Work order:
Repeat the data below in full and exactly.

Records contained in a dataset:

------------------------------------------------

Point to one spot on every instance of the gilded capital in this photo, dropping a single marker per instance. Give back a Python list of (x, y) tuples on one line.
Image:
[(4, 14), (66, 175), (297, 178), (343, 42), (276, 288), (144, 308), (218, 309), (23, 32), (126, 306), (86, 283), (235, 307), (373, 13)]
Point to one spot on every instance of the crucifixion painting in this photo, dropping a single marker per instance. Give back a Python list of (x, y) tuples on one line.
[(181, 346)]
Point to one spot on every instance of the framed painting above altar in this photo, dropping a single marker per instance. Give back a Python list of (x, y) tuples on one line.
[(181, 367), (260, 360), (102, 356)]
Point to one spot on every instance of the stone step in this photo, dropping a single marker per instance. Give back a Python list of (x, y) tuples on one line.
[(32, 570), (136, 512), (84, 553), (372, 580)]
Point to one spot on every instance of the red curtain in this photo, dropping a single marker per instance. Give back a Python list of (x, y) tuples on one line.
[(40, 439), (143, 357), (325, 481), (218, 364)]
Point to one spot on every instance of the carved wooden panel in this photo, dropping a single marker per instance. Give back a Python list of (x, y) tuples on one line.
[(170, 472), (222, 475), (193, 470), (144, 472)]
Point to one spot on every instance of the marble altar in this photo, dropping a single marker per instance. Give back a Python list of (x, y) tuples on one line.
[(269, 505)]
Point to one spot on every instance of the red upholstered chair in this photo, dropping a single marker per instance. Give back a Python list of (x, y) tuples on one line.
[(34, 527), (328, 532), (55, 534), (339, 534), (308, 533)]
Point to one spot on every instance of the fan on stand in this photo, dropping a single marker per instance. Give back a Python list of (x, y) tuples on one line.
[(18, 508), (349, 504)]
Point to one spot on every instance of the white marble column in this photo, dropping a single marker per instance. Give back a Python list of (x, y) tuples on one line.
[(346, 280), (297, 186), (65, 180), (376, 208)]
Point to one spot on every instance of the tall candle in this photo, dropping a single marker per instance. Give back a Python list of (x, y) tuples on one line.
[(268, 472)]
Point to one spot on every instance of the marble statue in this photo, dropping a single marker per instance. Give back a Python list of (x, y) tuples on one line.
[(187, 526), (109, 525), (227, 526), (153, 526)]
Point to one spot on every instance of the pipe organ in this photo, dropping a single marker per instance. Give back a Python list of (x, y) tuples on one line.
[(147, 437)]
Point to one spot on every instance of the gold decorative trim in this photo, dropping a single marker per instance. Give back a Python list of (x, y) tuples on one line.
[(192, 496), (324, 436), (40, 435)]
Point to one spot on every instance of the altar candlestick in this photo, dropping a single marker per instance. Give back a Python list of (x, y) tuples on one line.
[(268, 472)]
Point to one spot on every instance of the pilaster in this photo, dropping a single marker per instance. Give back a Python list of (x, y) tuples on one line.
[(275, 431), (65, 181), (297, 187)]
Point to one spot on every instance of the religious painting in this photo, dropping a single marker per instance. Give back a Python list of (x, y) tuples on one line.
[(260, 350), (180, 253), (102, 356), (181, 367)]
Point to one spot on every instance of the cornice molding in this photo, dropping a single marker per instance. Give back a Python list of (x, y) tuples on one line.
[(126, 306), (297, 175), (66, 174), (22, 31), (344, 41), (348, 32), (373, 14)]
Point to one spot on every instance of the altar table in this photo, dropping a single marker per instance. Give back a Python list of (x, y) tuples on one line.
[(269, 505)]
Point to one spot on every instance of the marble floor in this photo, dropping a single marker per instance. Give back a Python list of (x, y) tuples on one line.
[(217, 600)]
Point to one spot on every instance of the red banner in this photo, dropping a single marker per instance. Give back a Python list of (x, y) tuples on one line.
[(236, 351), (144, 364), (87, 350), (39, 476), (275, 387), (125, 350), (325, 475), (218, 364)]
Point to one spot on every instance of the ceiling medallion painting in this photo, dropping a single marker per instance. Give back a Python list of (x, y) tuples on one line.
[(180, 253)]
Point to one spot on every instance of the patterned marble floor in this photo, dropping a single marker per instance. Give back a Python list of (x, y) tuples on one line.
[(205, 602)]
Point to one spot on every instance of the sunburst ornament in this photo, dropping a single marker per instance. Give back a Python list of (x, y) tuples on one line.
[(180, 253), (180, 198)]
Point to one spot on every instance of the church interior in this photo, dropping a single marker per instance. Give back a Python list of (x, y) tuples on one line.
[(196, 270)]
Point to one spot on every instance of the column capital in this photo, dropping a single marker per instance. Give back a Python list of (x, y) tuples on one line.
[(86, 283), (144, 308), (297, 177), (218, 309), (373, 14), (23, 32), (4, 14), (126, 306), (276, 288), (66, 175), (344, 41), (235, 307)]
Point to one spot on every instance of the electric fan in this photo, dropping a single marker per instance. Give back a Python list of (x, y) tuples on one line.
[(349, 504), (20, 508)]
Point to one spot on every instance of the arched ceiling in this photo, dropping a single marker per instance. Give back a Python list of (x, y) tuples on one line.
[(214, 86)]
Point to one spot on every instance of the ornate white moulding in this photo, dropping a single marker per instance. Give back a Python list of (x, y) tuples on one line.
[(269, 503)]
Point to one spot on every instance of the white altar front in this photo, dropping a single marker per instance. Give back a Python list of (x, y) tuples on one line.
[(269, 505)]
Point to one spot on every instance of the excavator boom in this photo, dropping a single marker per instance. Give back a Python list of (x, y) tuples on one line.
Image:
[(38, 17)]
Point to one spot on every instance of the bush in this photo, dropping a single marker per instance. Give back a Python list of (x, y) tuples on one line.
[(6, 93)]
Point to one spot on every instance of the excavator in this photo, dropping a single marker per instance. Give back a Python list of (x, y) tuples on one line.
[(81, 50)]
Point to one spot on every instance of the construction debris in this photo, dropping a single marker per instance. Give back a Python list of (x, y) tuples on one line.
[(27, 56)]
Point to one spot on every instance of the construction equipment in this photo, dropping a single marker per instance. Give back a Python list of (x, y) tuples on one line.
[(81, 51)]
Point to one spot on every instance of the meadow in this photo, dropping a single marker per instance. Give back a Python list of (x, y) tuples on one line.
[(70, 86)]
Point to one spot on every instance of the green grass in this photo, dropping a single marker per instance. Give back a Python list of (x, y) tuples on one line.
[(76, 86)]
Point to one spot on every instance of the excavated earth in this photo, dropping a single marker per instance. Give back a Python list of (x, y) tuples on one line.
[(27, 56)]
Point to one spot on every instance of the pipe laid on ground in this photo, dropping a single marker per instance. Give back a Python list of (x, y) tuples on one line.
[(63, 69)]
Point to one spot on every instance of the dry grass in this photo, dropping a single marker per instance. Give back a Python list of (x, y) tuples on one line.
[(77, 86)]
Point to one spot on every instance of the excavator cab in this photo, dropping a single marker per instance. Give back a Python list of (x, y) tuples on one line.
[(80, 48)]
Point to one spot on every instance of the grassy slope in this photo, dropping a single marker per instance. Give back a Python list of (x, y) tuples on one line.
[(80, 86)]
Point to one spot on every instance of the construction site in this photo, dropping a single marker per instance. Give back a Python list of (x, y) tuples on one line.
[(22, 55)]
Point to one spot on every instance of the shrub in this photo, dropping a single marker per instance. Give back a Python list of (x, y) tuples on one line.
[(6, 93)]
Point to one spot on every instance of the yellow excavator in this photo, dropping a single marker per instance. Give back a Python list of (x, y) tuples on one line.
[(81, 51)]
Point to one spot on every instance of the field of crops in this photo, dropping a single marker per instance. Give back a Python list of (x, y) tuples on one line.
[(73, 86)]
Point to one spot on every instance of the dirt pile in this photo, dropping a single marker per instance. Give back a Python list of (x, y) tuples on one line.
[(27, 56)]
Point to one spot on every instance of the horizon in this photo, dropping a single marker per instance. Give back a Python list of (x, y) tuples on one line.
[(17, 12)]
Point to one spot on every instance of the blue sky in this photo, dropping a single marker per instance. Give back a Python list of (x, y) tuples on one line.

------------------------------------------------

Response area:
Point to one spot on every instance of the gilded capital in this photo, dropping a single marker per instance. Give back a Python list of (x, y) tuples on one line.
Image:
[(4, 14), (66, 175), (297, 178), (343, 42), (276, 288), (144, 308), (218, 309), (23, 32), (126, 306), (86, 283), (235, 307), (373, 13)]
Point to one spot on every instance of the crucifixion painting in this photo, dropping a single marker per instance. Give back a Python list of (x, y) tuples on one line.
[(181, 346)]
Point to one spot on every instance of the framed painting above altar in this photo, dropping a single marker per instance. Give back a Python list of (x, y) tuples on one line.
[(181, 367), (260, 360), (102, 356)]
Point to one spot on every instance of the stone step in this photo, dropping a single marker per instance. Give back a Python list of (x, y) tuples on one line.
[(32, 570), (136, 512), (84, 553), (372, 580)]
Point to one spot on every instance of the red curtain in this photo, dropping a single marker per instance. Give back a Python list of (x, y) tuples on one line.
[(40, 439), (143, 357), (325, 481), (218, 364)]
Point to one spot on every instance of the carved wooden panel in this photo, dropping a single marker per instance. Give back a Python list of (x, y) tuples on one line.
[(170, 472), (222, 475), (193, 470), (144, 472)]
Point to one spot on every instance of the marble altar in this photo, dropping a single marker per instance. Give back a Python list of (x, y) tuples on one line.
[(269, 505)]
Point to one spot on every instance of the red upholstered chair in this photo, dropping a single marker per instance. Give back a Python list of (x, y) tuples on one line.
[(34, 527), (328, 532), (55, 534), (339, 534), (308, 533)]
Point to one spot on every instance of the fan on stand in this photo, dropping a single marker per instance. Give back a Python list of (x, y) tuples on one line.
[(18, 508), (349, 504)]
Point to one spot on every instance of the white marble column in this photo, dropping a single marker per instance. Give back a Python list of (x, y) tuples on one line.
[(346, 280), (297, 186), (65, 180), (376, 208)]
Point to one spot on every instance of the tall candle in this photo, dropping a single marker per instance. Give back a Python list of (x, y) tuples on one line.
[(268, 472)]
Point to one spot on every instance of the marble statue in this photo, dropping a single marker per instance. Give back a Python list of (x, y) tuples on one line.
[(187, 526), (109, 525), (227, 526), (153, 526)]
Point to one spot on every instance of the pipe organ in this photo, dropping a single marker per instance. Give back a Python list of (x, y) tuples on one line.
[(147, 437)]
Point to one spot on every instance of the gold decorative trim in this photo, dropping a single marker per instance. Give back a Python list of (x, y) tuples on one line.
[(192, 496), (324, 436), (40, 435)]
Point to one spot on every instance of the altar candlestick in this photo, dropping a single marker per instance. Give back a Python list of (x, y) tuples on one line.
[(268, 472)]
Point to one spot on every instance of the pilaster in this photo, dropping a single marker per instance. Give back a Python list of (x, y) tuples on one line.
[(275, 431), (65, 181), (297, 187)]
Point to one spot on every instance of the religious painting in this photo, dropping a single marker per instance. Give back a Python list of (x, y) tuples on one line.
[(260, 350), (180, 253), (102, 356), (181, 367)]
Point to one spot on every instance of the cornice molding in this photo, dropping a single marker per instance. Give back a Python list of (x, y) tuples on one line.
[(126, 306), (297, 175), (66, 174), (22, 31), (344, 41), (348, 32), (373, 14)]
Point to one spot on every instance of the altar table in this photo, dropping a single marker per instance. Give back a Python list of (x, y) tuples on one line.
[(269, 505)]
Point to one spot on every instance of the marble floor in this photo, dropping a single marker per instance. Give back a Python list of (x, y) tuples on one line.
[(217, 600)]
Point to one spot on every instance of the red banner in this photo, dropping a single marker per instance. Give back a Python list of (x, y) tuples on one line.
[(236, 351), (144, 364), (87, 350), (39, 476), (275, 387), (125, 350), (325, 475), (218, 364)]
Point to one spot on every instance of the ceiling medallion painting in this photo, dropping a single marker per instance. Give back a Python list of (x, y) tuples on one line.
[(180, 253)]
Point to one spot on every instance of the patterned marble floor in this photo, dropping a single marker per instance. Give back a Python list of (x, y) tuples on one line.
[(205, 602)]
Point to one spot on every instance of the sunburst ornament in this photo, dropping a single marker per instance. Give back a Python list of (x, y) tuples on one line.
[(180, 253), (180, 198)]
Point to one spot on every instance of the church interior in this photo, dropping a single marker per instance. Give back a Python list of (x, y) tuples on one line.
[(196, 270)]
Point to one spot on every instance of the column capital in this photo, dropping a single marker per instance. Give back a Python list of (x, y) tuples on one line.
[(86, 283), (144, 308), (297, 177), (218, 309), (373, 14), (23, 32), (4, 14), (126, 306), (276, 288), (66, 175), (344, 41), (235, 307)]
Point to one spot on every instance of the electric fan in this photo, dropping a single marker per instance. Give back a Python list of (x, y) tuples on one line.
[(349, 504), (20, 508)]
Point to one spot on every instance of the arched ceiling in this photo, dropping a single marker per instance. Give back a Python list of (x, y) tuples on one line.
[(214, 86)]
Point to one spot on every instance of the ornate white moulding in this photo, dropping a single marker per instance. Give back a Python list of (x, y) tuples on one line.
[(269, 503)]
Point to one spot on every instance of the white altar front in this photo, dropping a single marker per instance. Give back a Python list of (x, y) tuples on one line.
[(269, 505)]
Point to one spot on every instance of the excavator boom in this photo, dropping a single marker per instance. Give back a Python list of (x, y) tuples on one line.
Image:
[(38, 17)]
Point to one spot on every instance of the bush in this photo, dropping a single marker per instance. Give back a Python list of (x, y) tuples on one line.
[(6, 93)]
Point to one spot on every instance of the excavator in this photo, dropping a single marker per instance. Give back a Python list of (x, y) tuples on one line.
[(81, 50)]
Point to one spot on every instance of the construction debris in this photo, dropping a single marker per instance. Give back a Python list of (x, y) tuples on one line.
[(27, 56)]
Point to one spot on every instance of the construction equipment in this photo, dropping a single marker per instance. Give back a Python list of (x, y) tuples on one line.
[(81, 51)]
Point to one spot on every instance of the meadow in this photo, dropping a single marker per instance. Give back a Python list of (x, y) tuples on one line.
[(70, 86)]
Point to one spot on every instance of the green grass in this photo, dropping a single marker per instance. Give back a Python list of (x, y) tuples on one line.
[(76, 86)]
Point to one spot on every instance of the excavated earth in this photo, dropping a single marker per instance. Give back a Python list of (x, y) tuples on one line.
[(27, 56)]
Point to one spot on every instance of the pipe laid on ground in this photo, dropping a single marker per instance. Give back a Python list of (x, y) tuples on one line.
[(63, 69)]
Point to one spot on every instance of the dry grass in this photo, dropping a single marker per instance. Give back a Python list of (x, y) tuples on one line.
[(77, 86)]
Point to one spot on every instance of the excavator cab in this photo, dropping a single marker per instance. Give back a Python list of (x, y) tuples on one line.
[(80, 48)]
Point to one spot on every instance of the grassy slope in this photo, dropping a single marker per instance. Give back a Python list of (x, y) tuples on one line.
[(80, 86)]
Point to one spot on every instance of the construction site in this photo, dropping a single marker per instance. Give back a Python list of (x, y) tuples on one line.
[(22, 55)]
Point to one spot on every instance of the shrub in this photo, dropping a single marker per instance. Give back a Python list of (x, y) tuples on one line.
[(6, 93)]
Point to one spot on every instance of the yellow excavator in this photo, dropping a single marker per instance. Give back a Python list of (x, y) tuples on one line.
[(81, 51)]
Point to one spot on every instance of the field of crops in this photo, dropping a single marker per instance. Give back a Python list of (x, y) tuples on one line.
[(73, 86)]
Point to one spot on every instance of the dirt pile in this photo, dropping a single marker per instance. Give back a Python list of (x, y) tuples on one line.
[(27, 56)]
Point to one spot on every instance of the horizon in this photo, dropping a single marker per instance. Give back a Python list of (x, y) tuples on one line.
[(17, 12)]
Point to one spot on every instance of the blue sky in this photo, dropping a single marker per instance. Give back a Python list of (x, y) tuples on one line.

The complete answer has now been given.